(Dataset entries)
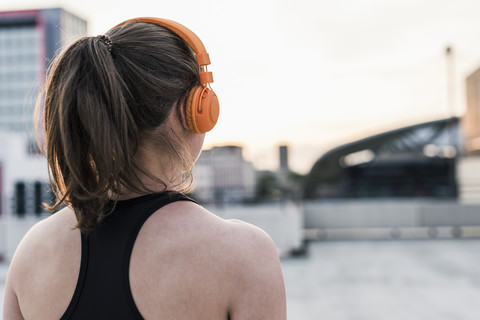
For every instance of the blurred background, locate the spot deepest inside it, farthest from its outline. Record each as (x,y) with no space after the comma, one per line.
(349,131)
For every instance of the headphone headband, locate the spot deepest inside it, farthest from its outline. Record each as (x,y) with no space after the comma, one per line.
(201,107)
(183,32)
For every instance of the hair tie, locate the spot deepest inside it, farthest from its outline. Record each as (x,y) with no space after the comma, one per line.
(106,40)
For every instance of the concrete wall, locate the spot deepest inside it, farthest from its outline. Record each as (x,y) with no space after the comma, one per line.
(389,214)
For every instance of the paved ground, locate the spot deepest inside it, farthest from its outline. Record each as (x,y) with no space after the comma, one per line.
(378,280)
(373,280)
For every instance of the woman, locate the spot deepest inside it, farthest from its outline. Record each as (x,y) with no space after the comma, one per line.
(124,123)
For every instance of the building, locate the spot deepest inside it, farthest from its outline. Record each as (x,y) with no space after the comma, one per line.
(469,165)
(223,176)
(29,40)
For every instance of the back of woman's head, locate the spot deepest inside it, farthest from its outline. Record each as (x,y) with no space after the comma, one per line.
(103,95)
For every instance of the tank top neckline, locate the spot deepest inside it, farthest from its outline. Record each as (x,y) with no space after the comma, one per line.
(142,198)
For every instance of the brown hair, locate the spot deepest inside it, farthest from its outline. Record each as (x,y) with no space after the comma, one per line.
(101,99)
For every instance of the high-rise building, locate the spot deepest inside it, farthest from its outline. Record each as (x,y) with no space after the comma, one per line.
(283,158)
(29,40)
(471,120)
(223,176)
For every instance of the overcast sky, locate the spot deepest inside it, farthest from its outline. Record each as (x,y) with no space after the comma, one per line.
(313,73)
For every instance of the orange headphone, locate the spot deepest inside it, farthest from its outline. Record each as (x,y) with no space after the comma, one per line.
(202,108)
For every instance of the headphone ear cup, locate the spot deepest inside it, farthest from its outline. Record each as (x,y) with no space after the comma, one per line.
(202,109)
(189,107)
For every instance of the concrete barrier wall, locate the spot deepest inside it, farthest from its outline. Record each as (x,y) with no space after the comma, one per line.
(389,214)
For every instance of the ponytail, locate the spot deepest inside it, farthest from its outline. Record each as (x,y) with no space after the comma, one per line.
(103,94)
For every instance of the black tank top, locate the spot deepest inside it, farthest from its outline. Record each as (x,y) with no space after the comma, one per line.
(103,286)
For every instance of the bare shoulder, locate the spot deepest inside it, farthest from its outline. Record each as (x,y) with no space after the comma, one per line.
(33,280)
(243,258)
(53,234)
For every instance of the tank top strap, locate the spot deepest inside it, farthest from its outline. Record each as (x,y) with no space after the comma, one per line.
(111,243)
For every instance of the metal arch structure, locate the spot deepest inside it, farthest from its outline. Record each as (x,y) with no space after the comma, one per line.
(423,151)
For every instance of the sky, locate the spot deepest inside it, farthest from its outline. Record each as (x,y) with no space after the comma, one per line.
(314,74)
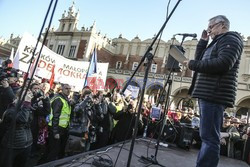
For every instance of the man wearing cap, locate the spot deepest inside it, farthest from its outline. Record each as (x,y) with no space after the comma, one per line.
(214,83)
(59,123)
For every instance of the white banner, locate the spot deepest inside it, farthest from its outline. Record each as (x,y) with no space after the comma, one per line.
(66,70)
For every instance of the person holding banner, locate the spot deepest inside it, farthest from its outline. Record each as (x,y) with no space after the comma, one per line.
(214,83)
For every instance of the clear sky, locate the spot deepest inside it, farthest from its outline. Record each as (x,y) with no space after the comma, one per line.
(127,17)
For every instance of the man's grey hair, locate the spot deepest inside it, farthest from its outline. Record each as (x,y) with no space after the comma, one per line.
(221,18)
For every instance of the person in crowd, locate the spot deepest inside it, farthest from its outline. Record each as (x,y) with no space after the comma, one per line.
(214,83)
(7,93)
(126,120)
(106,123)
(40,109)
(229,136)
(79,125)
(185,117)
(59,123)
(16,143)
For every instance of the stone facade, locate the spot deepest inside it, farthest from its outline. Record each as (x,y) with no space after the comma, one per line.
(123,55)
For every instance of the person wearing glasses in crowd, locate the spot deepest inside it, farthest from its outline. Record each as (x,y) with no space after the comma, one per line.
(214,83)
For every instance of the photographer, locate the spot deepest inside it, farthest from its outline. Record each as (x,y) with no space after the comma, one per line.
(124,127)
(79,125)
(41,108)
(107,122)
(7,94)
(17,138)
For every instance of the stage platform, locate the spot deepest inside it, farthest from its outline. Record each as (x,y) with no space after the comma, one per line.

(What you will do) Please copy the entire listing above word for word, leaving out the pictures.

(Output)
For every instance of the blurred background, locate the spot deepest inside it, farthest from its outline. Record each as (x,y) with no space after the comma, one per line.
(349,131)
For every instance of the headphone headband, locate the spot deepest inside it, farthest from its outline. Record each as (x,y) with no space after the comma, one per line.
(201,107)
(183,32)
For every instance of the hair tie, locate the spot deepest inside it, farthest from its outline. Record each as (x,y) with no space after the comma, one per line.
(106,40)
For every instance of the concrete wall, locate the spot deepest inside it, farthest from its outline. Record each as (x,y) with no space after the comma, one per line.
(389,214)
For every instance of the paved ground, locate the spot deepest inside it, farthest from its outline. Record each as (x,y) with no space after the comma, one per line.
(378,280)
(373,280)
For every instance of the woman, locate the spot deepest inside it, farthest from its outline. Record each as (x,y) with no space after the comma, one per line.
(124,123)
For every instance of the building, locate the spot deepest inside it, farthest from its outline. Record each as (x,y) with no space after the comma, one per line.
(469,165)
(223,176)
(29,40)
For every instance of the back of woman's head, locate the spot deepest inside it, farthest from its outline. Record each as (x,y) with no space after the comma, one per line.
(103,95)
For every instance of the tank top neckline, locate the spot deepest inside it, farthest from its outline. Record each as (x,y) with no space after the comma, one per line.
(142,198)
For every instance of the brown hair, locate the spot deepest inside it, farthest from its outline. Record each as (x,y) with no space after the comma, one per line.
(101,99)
For every instance of the high-rise building, locate the spot deepest inside it, farthest from its outline. Record each as (x,y) with no space after the comma, one per line.
(283,158)
(29,40)
(471,120)
(223,176)
For every instance of the overcast sky, locate the spot deepest inside it, farthest from its outline. Record each as (x,y) with no space after the comma, one per line.
(313,73)
For every instance of the orange headphone, locate the spot deepest inside it, farthest from its outline. Record each as (x,y) with no space after the comma, one per line.
(202,108)
For every instance of the headphone ear cup, locate the spot deepest inside it, farthest from its outline. Record each as (x,y) with no space after the comma, one per line.
(202,109)
(189,107)
For every instance of the concrete barrier wall, locate the spot deepest inside it, farthest from its outline. Record each as (x,y) with no space after the comma, one per line.
(389,214)
For every instance of the ponytail, locate the spot deepest inside it, farthest from its outline. Record each as (x,y) with no space after the comma, one per line.
(103,94)
For every instance of the black tank top, locate the spot deepest inside it, farthest from its outline. Record each as (x,y) with no space after the comma, one per line.
(103,286)
For every instance of the bare shoulder, locate the spot deepest inside it, farthest from its outline. Record each as (x,y) with no space after the comma, one per line.
(33,280)
(243,258)
(53,234)
For every instance of the tank top strap, locate the spot deepest inside it, farthest from its outline. Record each as (x,y) with no space after the comma, one per line.
(111,243)
For every instance of the metal arch structure, locate the spot deepest inside it, farthest from its outline. Record each as (x,y) with no space after the comma, one per line.
(423,151)
For every instance of the sky, locate the spot deepest inside it, farthest from its outline. Record each as (x,y) with no space after the comma, one per line.
(314,74)
For every instance of the man wearing cap, locate the spot deepest inside it, farthest from its outline. Record each as (x,y) with no space after the comma, one per line.
(214,83)
(59,123)
For every instance of the white banner, locate the spot deepest inside it, farthest from its outline. Record each as (x,y) with no space after the comma, one per line.
(66,70)
For every instance of the person holding banner, locate the spot deepest inside it, farthest from its outline. Record each as (x,y) with no space after the comma, one per line.
(214,83)
For every instance of the clear sky, locate the spot deepest inside it, farthest from its outline. Record each as (x,y) with no space after the comma, one per line.
(127,17)
For every instance of the man's grey hair, locate the spot deepest inside it, farthest from its outline. Record each as (x,y) with no space after the comma, one per line.
(221,18)
For every instance of the person in crowd, locate the spot deepest inside it, farthest from its outline. Record each as (x,y) with no space after the comma, one per line.
(214,83)
(7,93)
(126,120)
(106,123)
(40,109)
(229,136)
(79,125)
(185,117)
(59,123)
(16,143)
For every instance of the stone facade, locate the spot deepest inside it, farthest from its outline. Record each as (x,y) with no space after the comma, one per line.
(123,55)
For every instance of the person wearing glasses in crowd, locate the spot deepest inside it, farthest from its outline. Record each as (x,y) with no space after the comma, one per line.
(214,83)
For every instance of the photographer, locate the spot deepest inside it, farthest from its outline. Record each as (x,y) with no space after the comma, one per line.
(124,127)
(79,125)
(41,108)
(107,122)
(7,94)
(17,138)
For every instance of the stage platform, locate the spot deepest inside it, farthest from its outline. Record each as (x,y) with no space after the comma, one per line.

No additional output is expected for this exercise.